タマルさんはナツメヤシ

タマルは女性の名。ナツメヤシの意味で多産を象徴。聖書には約束の地カナンは、蜜(ナツメヤシ)と乳(ヤギ)の流れる地とある。

新生児一過性多呼吸

2015-10-02 21:08:14 | 産科
篠山市池上の龍人(りゅうと)くん、8月20日生まれ。
「志を高く持ち、向上心の有る子になりますように。
お産は想像以上に痛かったですが、スタッフの方を信頼し、安心して産むことができました。
お母さんのことを第一に考えてある産婦人科だと思いました。
またウォーターベッドでゆったりと産みたいです。」

そうですね、この「信頼」というのが大切なのですよね。

ところで昨日10月1日は昼から2つも勉強会が有って、へとへとなんです。
1つ目は三田市、篠山市、丹波市の先生が全員集まる中で、
医療安全に関する懇話会というものです。
しかも都合よく、10月1日からの、
医療事故調査制度の報告義務が発動したのと重なるのです。

車を運転すれば必ず事故を起こすと言われます。ペーパーでなければ。

● 提供された記録
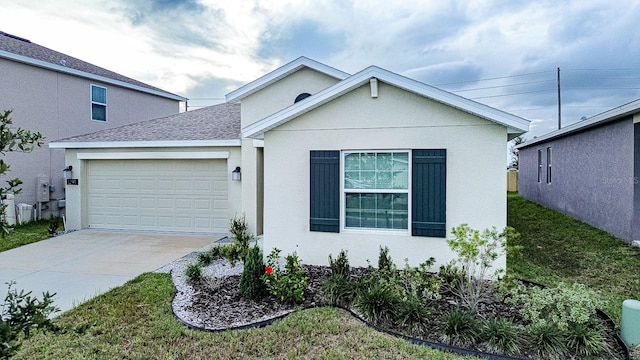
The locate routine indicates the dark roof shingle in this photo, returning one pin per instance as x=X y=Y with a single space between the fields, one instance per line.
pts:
x=217 y=122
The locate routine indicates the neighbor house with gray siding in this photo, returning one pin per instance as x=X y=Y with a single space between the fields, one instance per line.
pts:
x=589 y=170
x=62 y=96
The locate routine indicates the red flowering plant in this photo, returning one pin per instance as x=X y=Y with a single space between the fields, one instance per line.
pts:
x=288 y=284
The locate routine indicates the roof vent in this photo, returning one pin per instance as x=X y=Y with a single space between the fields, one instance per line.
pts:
x=301 y=97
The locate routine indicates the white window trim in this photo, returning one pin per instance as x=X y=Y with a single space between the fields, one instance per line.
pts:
x=97 y=103
x=343 y=191
x=549 y=155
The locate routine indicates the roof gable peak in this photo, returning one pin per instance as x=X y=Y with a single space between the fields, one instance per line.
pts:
x=282 y=72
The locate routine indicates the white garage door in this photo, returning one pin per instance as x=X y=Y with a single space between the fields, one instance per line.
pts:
x=160 y=195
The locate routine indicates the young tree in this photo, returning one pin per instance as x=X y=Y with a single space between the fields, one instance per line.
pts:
x=13 y=140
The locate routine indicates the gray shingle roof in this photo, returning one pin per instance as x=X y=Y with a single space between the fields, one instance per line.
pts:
x=20 y=46
x=217 y=122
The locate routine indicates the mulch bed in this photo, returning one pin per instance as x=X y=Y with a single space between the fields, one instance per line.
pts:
x=219 y=307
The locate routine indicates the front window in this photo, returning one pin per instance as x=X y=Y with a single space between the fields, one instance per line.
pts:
x=376 y=190
x=98 y=103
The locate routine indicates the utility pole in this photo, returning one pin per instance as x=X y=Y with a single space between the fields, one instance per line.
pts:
x=559 y=103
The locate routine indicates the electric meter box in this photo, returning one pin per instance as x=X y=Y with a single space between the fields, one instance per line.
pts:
x=42 y=189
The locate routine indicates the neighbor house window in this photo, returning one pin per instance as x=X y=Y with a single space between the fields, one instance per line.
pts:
x=372 y=189
x=548 y=165
x=98 y=103
x=539 y=165
x=376 y=190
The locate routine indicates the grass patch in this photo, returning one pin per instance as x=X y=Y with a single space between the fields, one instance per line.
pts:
x=135 y=321
x=558 y=248
x=24 y=234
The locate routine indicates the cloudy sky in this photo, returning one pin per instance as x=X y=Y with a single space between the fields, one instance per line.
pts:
x=503 y=53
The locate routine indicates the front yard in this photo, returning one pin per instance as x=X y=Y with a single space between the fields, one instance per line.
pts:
x=136 y=320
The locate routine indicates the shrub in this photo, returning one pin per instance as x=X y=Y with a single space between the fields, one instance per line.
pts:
x=287 y=285
x=338 y=290
x=386 y=267
x=476 y=253
x=378 y=303
x=419 y=283
x=251 y=285
x=547 y=340
x=239 y=230
x=193 y=272
x=340 y=266
x=560 y=306
x=21 y=314
x=232 y=252
x=459 y=328
x=586 y=340
x=412 y=312
x=205 y=258
x=501 y=335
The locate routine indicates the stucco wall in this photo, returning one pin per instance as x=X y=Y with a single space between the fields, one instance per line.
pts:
x=282 y=93
x=257 y=106
x=76 y=194
x=395 y=120
x=592 y=176
x=58 y=106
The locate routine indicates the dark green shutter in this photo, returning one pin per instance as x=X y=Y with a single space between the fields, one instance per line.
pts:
x=429 y=200
x=325 y=191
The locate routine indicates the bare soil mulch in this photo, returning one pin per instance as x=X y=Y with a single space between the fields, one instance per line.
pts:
x=219 y=306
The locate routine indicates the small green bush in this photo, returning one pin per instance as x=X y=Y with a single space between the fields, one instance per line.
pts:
x=560 y=306
x=547 y=340
x=21 y=314
x=205 y=258
x=460 y=328
x=287 y=285
x=193 y=272
x=338 y=290
x=502 y=335
x=239 y=230
x=586 y=340
x=378 y=303
x=476 y=252
x=340 y=266
x=251 y=285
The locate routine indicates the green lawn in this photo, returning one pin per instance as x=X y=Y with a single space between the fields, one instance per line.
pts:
x=559 y=248
x=25 y=234
x=135 y=322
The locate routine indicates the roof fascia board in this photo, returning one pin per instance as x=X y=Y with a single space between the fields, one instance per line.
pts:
x=514 y=124
x=596 y=120
x=83 y=74
x=147 y=155
x=143 y=144
x=283 y=72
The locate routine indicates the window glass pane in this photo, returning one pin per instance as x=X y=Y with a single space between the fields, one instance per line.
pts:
x=98 y=112
x=368 y=161
x=372 y=172
x=352 y=162
x=384 y=180
x=352 y=180
x=367 y=180
x=98 y=94
x=383 y=161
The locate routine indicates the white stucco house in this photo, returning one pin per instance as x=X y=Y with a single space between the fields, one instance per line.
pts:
x=327 y=161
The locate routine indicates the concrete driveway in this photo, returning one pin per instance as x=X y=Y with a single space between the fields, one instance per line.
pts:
x=80 y=265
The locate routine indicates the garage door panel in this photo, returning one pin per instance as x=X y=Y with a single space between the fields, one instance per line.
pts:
x=165 y=195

● 作業の指示
原文の筆者が「へとへと」だと述べている理由を、原文に沿って1～3文で説明してください。 記録は原文とは別個の資料です。

● 模範解答
10月1日に昼から勉強会が2つもあったためです。1つ目は、三田市、篠山市、丹波市の先生が全員集まる、医療安全に関する懇話会でした。